◆ Opdracht
Verzamel elke regel uit de records waarin de tekenreeks "textured" voorkomt en neem die regels ongewijzigd over. Hoofdletters en kleine letters tellen mee.

--

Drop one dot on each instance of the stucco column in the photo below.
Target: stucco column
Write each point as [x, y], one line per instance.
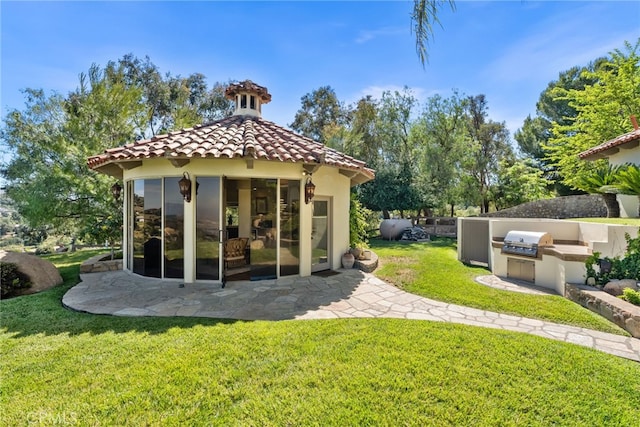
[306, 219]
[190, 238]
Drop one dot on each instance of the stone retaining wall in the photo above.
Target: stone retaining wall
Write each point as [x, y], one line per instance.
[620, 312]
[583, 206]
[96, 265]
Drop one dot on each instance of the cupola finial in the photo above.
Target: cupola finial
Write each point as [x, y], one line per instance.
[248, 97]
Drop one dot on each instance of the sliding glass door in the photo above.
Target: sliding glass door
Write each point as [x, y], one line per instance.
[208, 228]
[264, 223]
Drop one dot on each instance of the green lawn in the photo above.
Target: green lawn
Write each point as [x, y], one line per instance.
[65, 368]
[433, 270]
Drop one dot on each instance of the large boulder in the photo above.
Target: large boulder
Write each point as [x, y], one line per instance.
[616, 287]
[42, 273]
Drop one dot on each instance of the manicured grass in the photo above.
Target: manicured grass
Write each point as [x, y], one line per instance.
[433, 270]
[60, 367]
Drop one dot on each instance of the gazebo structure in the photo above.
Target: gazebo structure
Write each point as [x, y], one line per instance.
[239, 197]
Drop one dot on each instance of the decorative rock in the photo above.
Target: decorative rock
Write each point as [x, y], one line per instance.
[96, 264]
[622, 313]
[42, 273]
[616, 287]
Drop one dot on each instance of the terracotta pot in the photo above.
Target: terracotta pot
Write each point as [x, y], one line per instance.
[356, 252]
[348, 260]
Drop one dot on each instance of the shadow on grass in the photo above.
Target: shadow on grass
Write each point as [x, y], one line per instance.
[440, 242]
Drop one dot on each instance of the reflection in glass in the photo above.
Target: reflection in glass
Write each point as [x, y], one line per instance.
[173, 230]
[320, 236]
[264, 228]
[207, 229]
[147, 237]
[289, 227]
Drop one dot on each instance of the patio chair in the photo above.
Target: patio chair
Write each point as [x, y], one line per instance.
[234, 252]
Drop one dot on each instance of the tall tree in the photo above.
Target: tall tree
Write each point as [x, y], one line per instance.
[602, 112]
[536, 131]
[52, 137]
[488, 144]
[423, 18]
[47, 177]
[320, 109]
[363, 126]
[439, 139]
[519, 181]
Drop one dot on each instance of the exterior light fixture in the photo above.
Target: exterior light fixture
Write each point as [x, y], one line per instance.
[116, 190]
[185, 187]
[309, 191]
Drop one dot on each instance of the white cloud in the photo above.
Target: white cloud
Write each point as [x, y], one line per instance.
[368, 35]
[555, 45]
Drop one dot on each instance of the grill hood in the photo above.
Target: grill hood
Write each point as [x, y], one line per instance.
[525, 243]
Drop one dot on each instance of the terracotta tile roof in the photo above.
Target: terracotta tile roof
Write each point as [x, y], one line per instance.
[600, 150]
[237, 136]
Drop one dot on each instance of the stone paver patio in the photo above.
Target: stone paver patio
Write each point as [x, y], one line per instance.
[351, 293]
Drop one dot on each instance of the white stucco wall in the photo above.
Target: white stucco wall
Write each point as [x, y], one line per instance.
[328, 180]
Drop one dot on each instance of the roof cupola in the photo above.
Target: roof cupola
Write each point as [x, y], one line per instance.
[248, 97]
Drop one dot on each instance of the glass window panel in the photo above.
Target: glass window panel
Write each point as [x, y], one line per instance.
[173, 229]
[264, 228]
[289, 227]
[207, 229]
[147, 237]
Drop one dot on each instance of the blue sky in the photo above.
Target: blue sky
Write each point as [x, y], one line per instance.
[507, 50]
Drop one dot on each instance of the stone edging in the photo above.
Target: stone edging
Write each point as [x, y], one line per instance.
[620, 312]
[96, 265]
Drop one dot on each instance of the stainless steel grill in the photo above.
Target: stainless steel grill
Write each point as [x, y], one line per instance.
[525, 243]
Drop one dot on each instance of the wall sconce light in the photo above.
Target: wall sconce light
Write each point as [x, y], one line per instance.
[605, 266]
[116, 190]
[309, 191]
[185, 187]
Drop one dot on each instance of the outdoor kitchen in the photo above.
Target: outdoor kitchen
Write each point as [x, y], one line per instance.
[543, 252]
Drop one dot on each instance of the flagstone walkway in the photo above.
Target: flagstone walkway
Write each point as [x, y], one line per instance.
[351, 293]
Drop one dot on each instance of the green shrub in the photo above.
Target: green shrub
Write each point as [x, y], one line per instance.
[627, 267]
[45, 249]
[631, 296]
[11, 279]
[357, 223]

--

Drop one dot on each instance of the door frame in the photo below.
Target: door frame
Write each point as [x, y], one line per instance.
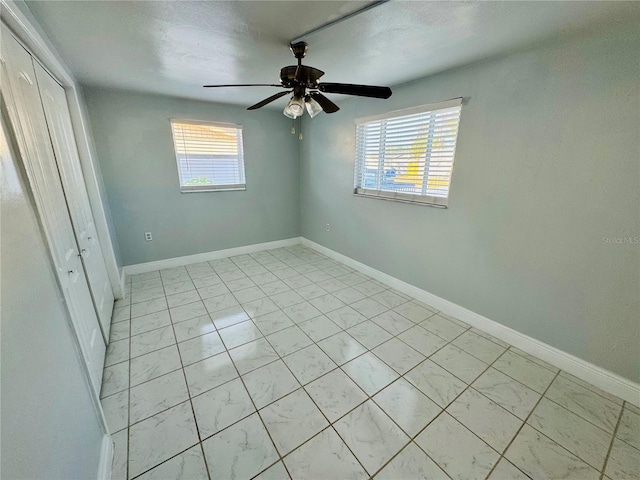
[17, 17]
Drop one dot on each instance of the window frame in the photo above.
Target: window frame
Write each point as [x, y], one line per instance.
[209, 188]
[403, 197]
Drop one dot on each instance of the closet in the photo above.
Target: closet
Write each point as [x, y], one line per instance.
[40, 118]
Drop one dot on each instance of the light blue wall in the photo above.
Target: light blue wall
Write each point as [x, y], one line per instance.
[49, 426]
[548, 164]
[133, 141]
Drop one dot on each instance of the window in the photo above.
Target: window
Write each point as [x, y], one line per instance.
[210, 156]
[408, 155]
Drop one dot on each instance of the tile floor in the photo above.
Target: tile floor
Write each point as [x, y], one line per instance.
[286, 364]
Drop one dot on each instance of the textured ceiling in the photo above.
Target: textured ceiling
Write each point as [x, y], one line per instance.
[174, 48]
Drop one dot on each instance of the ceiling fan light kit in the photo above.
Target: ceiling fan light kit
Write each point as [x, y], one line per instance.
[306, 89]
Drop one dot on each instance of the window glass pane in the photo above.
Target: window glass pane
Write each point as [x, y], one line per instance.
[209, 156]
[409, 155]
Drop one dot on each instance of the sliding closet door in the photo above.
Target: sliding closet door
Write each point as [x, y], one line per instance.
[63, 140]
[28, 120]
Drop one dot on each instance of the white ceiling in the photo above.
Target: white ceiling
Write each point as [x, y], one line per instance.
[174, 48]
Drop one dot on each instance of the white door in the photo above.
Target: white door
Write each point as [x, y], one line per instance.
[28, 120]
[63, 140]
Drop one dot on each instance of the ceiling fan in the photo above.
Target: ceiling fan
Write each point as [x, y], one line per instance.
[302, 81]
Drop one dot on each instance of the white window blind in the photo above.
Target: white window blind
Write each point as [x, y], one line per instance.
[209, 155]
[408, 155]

--

◆ Resultaat
Drop one dot on each instance of the textured ceiling in the photo above.
Target: textured ceiling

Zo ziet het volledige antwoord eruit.